## Written request:
Nothing other than the lines from the one containing "Task: tag the printed" through the close of the entries below should be printed, each exactly.

(Coordinate annotation records)

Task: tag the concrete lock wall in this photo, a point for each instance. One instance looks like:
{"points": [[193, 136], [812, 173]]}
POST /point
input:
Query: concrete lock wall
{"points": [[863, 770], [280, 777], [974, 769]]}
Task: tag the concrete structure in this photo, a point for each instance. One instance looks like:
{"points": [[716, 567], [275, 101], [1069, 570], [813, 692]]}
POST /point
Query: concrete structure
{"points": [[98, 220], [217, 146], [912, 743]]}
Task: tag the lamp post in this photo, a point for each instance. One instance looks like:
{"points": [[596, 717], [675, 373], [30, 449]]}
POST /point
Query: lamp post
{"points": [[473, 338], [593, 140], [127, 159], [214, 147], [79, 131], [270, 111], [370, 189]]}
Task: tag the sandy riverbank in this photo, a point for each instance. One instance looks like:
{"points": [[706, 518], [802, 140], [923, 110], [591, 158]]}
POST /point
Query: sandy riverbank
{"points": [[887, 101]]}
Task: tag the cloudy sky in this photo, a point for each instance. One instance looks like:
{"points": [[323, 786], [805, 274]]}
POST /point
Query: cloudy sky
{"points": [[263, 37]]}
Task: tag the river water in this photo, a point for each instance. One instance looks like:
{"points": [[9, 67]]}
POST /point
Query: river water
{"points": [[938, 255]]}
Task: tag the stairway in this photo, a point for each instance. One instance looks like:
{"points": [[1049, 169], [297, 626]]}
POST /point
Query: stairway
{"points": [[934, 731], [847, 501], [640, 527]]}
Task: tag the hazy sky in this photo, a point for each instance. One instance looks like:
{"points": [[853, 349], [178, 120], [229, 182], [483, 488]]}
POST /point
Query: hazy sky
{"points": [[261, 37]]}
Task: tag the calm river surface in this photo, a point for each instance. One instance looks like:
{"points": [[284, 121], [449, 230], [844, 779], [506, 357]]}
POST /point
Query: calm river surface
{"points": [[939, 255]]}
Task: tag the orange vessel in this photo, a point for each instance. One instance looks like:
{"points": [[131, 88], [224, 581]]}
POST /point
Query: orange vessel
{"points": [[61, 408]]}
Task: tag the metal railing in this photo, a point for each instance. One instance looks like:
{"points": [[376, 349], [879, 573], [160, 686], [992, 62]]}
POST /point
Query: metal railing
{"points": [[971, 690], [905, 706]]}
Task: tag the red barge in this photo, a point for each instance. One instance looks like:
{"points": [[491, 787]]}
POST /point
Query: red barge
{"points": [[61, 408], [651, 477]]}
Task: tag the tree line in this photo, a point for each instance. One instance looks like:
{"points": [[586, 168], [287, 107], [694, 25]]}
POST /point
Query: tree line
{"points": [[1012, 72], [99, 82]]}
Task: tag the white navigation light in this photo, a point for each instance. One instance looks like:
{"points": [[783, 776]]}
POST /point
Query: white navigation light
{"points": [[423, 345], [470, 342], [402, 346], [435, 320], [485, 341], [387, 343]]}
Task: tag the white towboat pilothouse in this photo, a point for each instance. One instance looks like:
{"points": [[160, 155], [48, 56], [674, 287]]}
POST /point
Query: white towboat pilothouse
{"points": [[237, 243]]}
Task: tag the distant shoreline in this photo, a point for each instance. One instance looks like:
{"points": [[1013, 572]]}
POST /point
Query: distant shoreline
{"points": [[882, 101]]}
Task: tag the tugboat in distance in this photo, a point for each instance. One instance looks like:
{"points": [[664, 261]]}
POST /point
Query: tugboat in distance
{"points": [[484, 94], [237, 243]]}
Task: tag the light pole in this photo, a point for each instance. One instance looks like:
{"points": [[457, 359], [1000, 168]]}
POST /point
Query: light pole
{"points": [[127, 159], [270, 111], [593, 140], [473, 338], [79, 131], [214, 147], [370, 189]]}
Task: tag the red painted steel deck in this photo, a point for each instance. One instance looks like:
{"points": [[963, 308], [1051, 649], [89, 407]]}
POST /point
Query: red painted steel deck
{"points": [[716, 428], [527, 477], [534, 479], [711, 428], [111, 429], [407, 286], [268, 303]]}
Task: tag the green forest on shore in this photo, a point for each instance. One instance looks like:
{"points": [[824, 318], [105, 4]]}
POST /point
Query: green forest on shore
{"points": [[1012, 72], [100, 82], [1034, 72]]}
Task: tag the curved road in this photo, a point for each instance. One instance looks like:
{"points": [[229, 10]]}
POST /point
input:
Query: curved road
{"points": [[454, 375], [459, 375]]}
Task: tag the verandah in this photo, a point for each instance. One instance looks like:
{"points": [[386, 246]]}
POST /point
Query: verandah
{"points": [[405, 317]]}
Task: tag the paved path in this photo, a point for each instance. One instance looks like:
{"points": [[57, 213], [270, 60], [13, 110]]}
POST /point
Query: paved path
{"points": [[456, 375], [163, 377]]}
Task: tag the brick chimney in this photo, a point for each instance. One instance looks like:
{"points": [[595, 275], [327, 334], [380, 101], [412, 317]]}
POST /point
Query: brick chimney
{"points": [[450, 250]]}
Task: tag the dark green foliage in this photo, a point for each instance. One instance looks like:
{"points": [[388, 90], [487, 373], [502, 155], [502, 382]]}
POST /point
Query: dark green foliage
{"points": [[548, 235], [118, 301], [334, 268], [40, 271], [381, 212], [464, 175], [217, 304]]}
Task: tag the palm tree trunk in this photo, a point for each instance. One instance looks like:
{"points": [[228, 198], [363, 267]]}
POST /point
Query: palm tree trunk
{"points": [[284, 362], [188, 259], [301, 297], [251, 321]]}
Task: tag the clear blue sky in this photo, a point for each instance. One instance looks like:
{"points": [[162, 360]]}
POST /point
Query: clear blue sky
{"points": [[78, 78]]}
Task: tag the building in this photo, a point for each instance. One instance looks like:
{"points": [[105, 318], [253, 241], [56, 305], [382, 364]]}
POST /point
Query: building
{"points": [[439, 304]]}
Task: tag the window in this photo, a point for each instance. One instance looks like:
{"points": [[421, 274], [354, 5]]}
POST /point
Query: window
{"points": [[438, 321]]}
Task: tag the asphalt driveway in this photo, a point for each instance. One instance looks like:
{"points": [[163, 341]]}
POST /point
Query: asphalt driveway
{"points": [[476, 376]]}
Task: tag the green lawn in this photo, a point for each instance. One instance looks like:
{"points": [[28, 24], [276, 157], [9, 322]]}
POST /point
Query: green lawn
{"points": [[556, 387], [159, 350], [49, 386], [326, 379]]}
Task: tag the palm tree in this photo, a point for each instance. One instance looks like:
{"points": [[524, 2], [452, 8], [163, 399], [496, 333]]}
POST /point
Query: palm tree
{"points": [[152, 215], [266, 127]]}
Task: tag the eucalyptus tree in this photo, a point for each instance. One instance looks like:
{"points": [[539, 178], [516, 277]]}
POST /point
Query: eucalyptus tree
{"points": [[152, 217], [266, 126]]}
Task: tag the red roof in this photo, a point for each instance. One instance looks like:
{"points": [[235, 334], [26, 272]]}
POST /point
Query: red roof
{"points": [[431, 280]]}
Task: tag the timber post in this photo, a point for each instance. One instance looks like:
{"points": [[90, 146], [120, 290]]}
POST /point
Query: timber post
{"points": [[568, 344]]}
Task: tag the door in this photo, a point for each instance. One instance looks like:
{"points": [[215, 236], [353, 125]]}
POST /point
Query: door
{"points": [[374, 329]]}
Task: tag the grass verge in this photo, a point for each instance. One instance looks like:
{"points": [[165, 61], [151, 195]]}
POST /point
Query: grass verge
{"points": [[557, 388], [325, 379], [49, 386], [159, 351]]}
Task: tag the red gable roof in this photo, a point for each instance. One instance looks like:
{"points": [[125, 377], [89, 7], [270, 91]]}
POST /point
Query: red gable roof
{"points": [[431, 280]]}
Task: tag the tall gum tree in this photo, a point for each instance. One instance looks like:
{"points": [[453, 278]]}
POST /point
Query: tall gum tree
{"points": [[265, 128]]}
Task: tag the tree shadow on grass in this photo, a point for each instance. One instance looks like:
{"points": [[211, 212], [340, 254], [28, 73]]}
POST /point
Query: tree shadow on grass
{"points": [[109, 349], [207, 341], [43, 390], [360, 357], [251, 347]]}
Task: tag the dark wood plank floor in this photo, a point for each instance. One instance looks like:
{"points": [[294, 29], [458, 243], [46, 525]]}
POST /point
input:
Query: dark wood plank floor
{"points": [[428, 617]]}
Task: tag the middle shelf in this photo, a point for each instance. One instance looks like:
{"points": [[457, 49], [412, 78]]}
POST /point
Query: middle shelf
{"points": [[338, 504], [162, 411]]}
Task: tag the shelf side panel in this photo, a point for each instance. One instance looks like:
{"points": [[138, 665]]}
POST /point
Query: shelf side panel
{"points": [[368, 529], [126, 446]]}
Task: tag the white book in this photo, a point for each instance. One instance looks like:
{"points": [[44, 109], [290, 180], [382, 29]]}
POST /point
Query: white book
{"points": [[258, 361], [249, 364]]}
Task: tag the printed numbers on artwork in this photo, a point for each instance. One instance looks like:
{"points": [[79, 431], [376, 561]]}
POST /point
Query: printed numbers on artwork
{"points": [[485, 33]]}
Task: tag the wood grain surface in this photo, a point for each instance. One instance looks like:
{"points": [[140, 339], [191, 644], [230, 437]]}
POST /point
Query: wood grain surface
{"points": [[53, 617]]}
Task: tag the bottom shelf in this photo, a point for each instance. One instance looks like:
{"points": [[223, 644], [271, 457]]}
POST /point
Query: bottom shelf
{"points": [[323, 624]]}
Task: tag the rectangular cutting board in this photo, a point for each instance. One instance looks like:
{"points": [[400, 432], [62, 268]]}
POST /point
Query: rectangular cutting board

## Answer to the exercise:
Task: tag the printed numbers on artwork in this photo, a point for each instance. One instance looks like:
{"points": [[79, 431], [376, 561]]}
POST /point
Query: printed numbers on artwork
{"points": [[485, 33]]}
Task: tag the wood grain surface in this photo, a point for each instance. One instance looks like:
{"points": [[140, 339], [191, 644], [230, 437]]}
POST /point
Query: wood grain surface
{"points": [[53, 617]]}
Task: tag the bottom shelf in this photo, a point for each instance. One instance looks like:
{"points": [[223, 644], [271, 457]]}
POST /point
Query: bottom shelf
{"points": [[323, 624]]}
Task: tag the rectangular cutting board in this photo, a point for each instance. One instance looks like:
{"points": [[400, 432], [62, 268]]}
POST /point
Query: rectangular cutting board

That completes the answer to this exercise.